*** Opening Provided material ***

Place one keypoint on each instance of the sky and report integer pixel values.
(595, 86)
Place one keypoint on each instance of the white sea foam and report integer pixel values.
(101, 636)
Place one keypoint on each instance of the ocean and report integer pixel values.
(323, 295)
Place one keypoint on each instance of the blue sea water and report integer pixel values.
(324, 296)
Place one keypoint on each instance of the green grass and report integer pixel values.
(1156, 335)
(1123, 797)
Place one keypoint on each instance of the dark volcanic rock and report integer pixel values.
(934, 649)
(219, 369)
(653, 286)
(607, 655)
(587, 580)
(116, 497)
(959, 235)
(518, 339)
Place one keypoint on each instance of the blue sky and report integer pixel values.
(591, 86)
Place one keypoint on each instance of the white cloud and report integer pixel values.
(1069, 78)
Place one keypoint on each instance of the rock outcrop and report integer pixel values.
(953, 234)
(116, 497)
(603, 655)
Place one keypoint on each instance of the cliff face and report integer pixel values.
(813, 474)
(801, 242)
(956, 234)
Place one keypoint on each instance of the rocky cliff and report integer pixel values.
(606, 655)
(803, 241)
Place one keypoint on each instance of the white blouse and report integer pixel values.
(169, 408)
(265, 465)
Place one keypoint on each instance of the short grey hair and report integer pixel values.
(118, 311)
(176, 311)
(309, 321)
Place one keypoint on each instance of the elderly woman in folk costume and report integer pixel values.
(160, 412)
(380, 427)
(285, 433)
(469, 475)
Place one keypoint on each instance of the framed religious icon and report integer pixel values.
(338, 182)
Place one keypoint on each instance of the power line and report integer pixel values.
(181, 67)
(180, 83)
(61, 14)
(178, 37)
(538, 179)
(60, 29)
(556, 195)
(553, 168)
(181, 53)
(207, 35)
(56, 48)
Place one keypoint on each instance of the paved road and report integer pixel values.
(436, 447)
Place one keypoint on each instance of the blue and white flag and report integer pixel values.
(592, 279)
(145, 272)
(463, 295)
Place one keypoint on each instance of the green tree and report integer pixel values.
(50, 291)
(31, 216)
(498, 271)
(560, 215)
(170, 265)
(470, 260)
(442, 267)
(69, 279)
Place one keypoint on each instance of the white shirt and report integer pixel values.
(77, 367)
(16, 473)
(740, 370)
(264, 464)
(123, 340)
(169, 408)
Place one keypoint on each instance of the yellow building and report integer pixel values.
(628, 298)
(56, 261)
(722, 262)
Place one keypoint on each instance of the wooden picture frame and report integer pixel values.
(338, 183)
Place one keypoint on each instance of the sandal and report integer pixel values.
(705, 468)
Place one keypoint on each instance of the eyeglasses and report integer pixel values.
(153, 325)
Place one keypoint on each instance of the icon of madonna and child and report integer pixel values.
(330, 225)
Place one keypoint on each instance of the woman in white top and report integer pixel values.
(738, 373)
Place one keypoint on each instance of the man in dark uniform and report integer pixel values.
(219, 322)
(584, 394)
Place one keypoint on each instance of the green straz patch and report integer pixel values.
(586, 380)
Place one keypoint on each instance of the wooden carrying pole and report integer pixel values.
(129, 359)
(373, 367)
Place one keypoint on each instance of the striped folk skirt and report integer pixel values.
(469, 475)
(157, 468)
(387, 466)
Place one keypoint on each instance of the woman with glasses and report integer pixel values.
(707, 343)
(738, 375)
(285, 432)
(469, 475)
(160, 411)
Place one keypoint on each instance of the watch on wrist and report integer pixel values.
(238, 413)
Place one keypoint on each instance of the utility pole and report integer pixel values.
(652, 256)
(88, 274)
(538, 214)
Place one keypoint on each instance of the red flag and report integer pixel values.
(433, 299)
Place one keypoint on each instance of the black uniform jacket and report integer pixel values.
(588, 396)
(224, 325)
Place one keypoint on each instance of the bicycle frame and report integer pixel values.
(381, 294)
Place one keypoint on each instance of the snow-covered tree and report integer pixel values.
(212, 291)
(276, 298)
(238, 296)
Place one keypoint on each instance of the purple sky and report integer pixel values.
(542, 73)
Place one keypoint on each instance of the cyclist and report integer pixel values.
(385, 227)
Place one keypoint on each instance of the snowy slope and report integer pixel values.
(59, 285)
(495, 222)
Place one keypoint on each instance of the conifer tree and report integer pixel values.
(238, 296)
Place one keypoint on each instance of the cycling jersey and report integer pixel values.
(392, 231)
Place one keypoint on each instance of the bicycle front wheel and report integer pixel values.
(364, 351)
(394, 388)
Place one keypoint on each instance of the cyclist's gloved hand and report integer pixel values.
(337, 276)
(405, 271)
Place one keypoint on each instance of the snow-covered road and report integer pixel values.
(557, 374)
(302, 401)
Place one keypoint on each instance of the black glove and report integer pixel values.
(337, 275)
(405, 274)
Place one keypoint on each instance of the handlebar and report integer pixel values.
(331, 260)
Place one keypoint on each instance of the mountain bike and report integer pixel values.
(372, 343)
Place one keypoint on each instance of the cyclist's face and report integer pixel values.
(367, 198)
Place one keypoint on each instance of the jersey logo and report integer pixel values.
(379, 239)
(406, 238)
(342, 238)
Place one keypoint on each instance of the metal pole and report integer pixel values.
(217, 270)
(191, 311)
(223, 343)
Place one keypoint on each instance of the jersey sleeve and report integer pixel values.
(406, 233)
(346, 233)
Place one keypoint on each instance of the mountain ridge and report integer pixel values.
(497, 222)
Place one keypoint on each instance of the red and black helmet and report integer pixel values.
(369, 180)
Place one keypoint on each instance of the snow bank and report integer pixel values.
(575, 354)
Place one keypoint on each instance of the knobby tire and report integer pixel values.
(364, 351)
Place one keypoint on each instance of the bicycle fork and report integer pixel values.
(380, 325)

*** Closing Provided material ***

Aim of the task
Take the records and restate them word for word.

Task answer
Place one keypoint on each instance of the sky and report integer pixel values.
(595, 86)
Place one keypoint on each instance of the white sea foam and report integer pixel values.
(101, 636)
Place one keypoint on each instance of the ocean and report integer pixel values.
(323, 295)
Place one keypoint on each instance of the blue sea water and report integer pixel values.
(324, 296)
Place one keypoint on each instance of the green grass and report integer pixel values.
(1156, 335)
(1123, 797)
Place one keypoint on each instance of the dark volcanic rock and report integer pixel values.
(934, 649)
(219, 369)
(653, 286)
(607, 655)
(587, 580)
(116, 497)
(959, 235)
(518, 339)
Place one keypoint on each instance of the blue sky and report integer pixel values.
(591, 86)
Place one keypoint on each instance of the white cloud and report integer pixel values.
(1069, 78)
Place one keypoint on each instance of the rock outcrop and report integer pixel values.
(953, 234)
(116, 497)
(603, 655)
Place one keypoint on each instance of the cliff face and report integer pixel values.
(813, 474)
(801, 242)
(956, 234)
Place one keypoint on each instance of the rocky cliff and report integer pixel values.
(606, 655)
(803, 241)
Place one keypoint on each instance of the white blouse and report integer pixel values.
(169, 408)
(265, 465)
Place one keypoint on each instance of the short grey hair and report integer pixel values.
(118, 311)
(176, 311)
(309, 321)
Place one keypoint on each instance of the elderly woman in folk costume and report integer pixel values.
(160, 412)
(380, 427)
(285, 433)
(469, 475)
Place one keypoint on each instance of the framed religious icon and report integer pixel values.
(338, 182)
Place one keypoint on each instance of the power line and report integer pixel values.
(181, 67)
(180, 83)
(61, 14)
(178, 37)
(538, 179)
(60, 29)
(556, 195)
(553, 168)
(181, 53)
(207, 35)
(56, 48)
Place one keypoint on each instance of the paved road and report integer pixel values.
(436, 447)
Place one keypoint on each instance of the blue and white flag and report integer pixel values.
(592, 279)
(145, 272)
(463, 295)
Place one keypoint on each instance of the green tree and report integer pixel values.
(50, 291)
(31, 216)
(498, 271)
(560, 215)
(170, 265)
(470, 260)
(442, 267)
(69, 279)
Place one keypoint on each instance of the white shirt and report integer pixel values.
(77, 367)
(16, 473)
(740, 370)
(264, 464)
(123, 340)
(169, 408)
Place one keypoint on each instance of the yellow building and report integer pixel values.
(628, 298)
(56, 261)
(722, 262)
Place one keypoint on each instance of the wooden picture frame and report integer pixel values.
(338, 183)
Place one keypoint on each instance of the sandal and report integer pixel values.
(705, 468)
Place one keypoint on each instance of the eyeglasses and report integer pixel values.
(153, 325)
Place one keypoint on each instance of the icon of madonna and child and report integer pixel values.
(330, 225)
Place one keypoint on each instance of the woman in white top and report integer pixel values.
(738, 373)
Place one keypoint on each instance of the man in dark uniform and report integer pixel values.
(219, 322)
(584, 394)
Place one keypoint on each instance of the green straz patch and report integer pixel values.
(586, 380)
Place one keypoint on each instance of the wooden carrying pole and report integer pixel values.
(129, 359)
(373, 367)
Place one keypoint on each instance of the striped folk skirt and report integer pixel values.
(469, 475)
(157, 468)
(387, 466)
Place one keypoint on each instance of the woman with glasses and report integer pixel values.
(707, 343)
(738, 375)
(285, 432)
(469, 475)
(160, 411)
Place one keypoint on each instance of the watch on wrist and report integer pixel values.
(238, 413)
Place one keypoint on each instance of the utility pole and report integer pixel values.
(652, 256)
(88, 274)
(538, 214)
Place one keypoint on each instance of the red flag and report integer pixel values.
(433, 299)
Place one keypoint on each instance of the black uniform jacket and report integer pixel values.
(588, 396)
(224, 325)
Place one keypoint on each instance of the bicycle frame and report integer pixel values.
(381, 294)
Place one keypoint on each instance of the snow-covered tree and report integer pixel values.
(212, 291)
(276, 298)
(238, 296)
Place one keypoint on each instance of the purple sky and report integer pixel values.
(542, 73)
Place one keypoint on each instance of the cyclist and report integer pixel values.
(385, 227)
Place one keypoint on each instance of the snowy slope and report integer pixel values.
(59, 285)
(495, 222)
Place one keypoint on each instance of the conifer tree and report integer pixel values.
(238, 296)
Place one keypoint on each instance of the cycling jersey and report integer pixel values.
(392, 231)
Place one keypoint on each instance of the bicycle front wheel and report integer pixel values.
(364, 351)
(394, 388)
Place one keypoint on each instance of the cyclist's gloved hand and report integer pixel values.
(337, 276)
(405, 271)
Place one keypoint on each instance of the snow-covered road and report integer pixel values.
(557, 374)
(302, 401)
Place one keypoint on each instance of the black glove and report integer pixel values.
(337, 275)
(405, 274)
Place one keypoint on each instance of the handlebar and report integer pixel values.
(331, 260)
Place one keypoint on each instance of the mountain bike and report integer pixel values.
(372, 343)
Place one keypoint on each instance of the cyclist's face and report integer pixel values.
(367, 198)
Place one keypoint on each instance of the jersey logo and report integer pixel values.
(379, 239)
(406, 238)
(342, 238)
Place one keypoint on each instance of the metal pole and report integer pixel values.
(217, 270)
(191, 311)
(223, 343)
Place one keypoint on each instance of the jersey sleeve and report integer pixel values.
(406, 233)
(346, 233)
Place one keypoint on each instance of the mountain ridge and report integer pixel values.
(497, 222)
Place one keypoint on each instance of the red and black helmet and report integer pixel values.
(369, 180)
Place one keypoint on each instance of the snow bank and report integer pixel values.
(575, 354)
Place one keypoint on each instance of the knobby tire and report integer pixel values.
(364, 351)
Place one keypoint on each instance of the bicycle fork and report integer pixel values.
(380, 325)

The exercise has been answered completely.